• _WHAT TO PRODUCE_: Can you reproduce, unchanged, the entries below, starting at the line that contains "Mark the black cupola, one" and continuing through the last line of the entries, with both ends included?

= = = = =

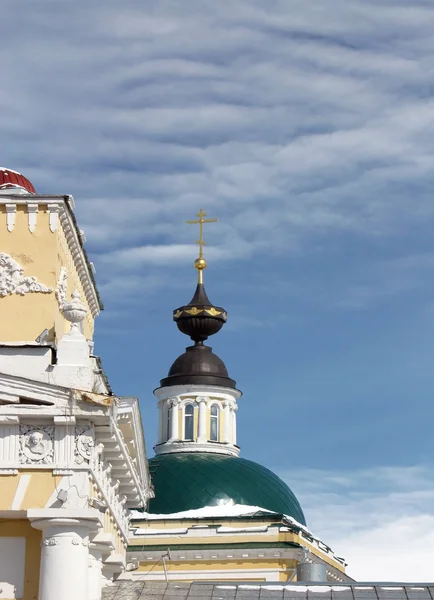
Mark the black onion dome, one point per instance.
(198, 365)
(199, 318)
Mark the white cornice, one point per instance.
(173, 391)
(60, 208)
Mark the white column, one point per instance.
(174, 429)
(227, 423)
(234, 424)
(202, 437)
(161, 422)
(95, 571)
(64, 558)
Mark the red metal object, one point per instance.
(12, 179)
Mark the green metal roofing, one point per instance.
(223, 545)
(190, 480)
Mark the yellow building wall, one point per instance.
(272, 536)
(23, 528)
(41, 253)
(64, 259)
(30, 314)
(39, 486)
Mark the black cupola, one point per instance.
(199, 319)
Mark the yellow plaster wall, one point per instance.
(273, 536)
(42, 254)
(40, 487)
(8, 487)
(23, 528)
(64, 259)
(30, 314)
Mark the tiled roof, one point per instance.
(150, 590)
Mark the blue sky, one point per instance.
(307, 128)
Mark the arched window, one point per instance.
(188, 422)
(168, 421)
(214, 423)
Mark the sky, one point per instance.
(307, 128)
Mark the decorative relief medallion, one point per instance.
(13, 280)
(84, 444)
(61, 288)
(36, 444)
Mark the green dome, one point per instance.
(192, 480)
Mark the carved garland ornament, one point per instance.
(13, 280)
(61, 288)
(84, 444)
(36, 444)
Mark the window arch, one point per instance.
(214, 423)
(188, 422)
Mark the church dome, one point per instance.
(12, 180)
(186, 481)
(198, 365)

= = = = =

• _EXPECTED ANSWER_:
Mark the black cupola, one point per instance.
(199, 319)
Mark the yellow plaster wall, one point per instance.
(273, 536)
(42, 254)
(40, 487)
(8, 487)
(23, 528)
(64, 259)
(30, 314)
Mark the tiled roof, one point per instance.
(150, 590)
Mark the blue sky, one point per instance.
(307, 128)
Mark the arched window, one point per instance.
(188, 422)
(168, 421)
(214, 423)
Mark the sky, one point per instance.
(307, 128)
Mark the decorative relief medallion, one point per instance.
(13, 280)
(84, 444)
(61, 288)
(36, 444)
Mark the green dome, one point per instance.
(192, 480)
Mark the carved garland ornament, one point per instance.
(13, 280)
(61, 288)
(84, 444)
(36, 444)
Mark the window arch, one point per instance.
(214, 423)
(188, 422)
Mark the church dome, one point per instance.
(12, 180)
(186, 481)
(198, 365)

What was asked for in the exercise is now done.